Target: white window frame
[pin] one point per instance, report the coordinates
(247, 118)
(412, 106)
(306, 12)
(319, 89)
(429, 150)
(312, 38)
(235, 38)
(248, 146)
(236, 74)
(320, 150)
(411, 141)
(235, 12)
★ ★ ★ ★ ★ ★ ★
▶ _Instruction_: Every record should be given again exactly.

▶ _Exercise response_:
Target: white window frame
[pin] one point per instance, report the coordinates
(247, 118)
(412, 106)
(306, 12)
(319, 89)
(429, 150)
(312, 38)
(235, 38)
(248, 146)
(236, 74)
(320, 150)
(411, 141)
(235, 12)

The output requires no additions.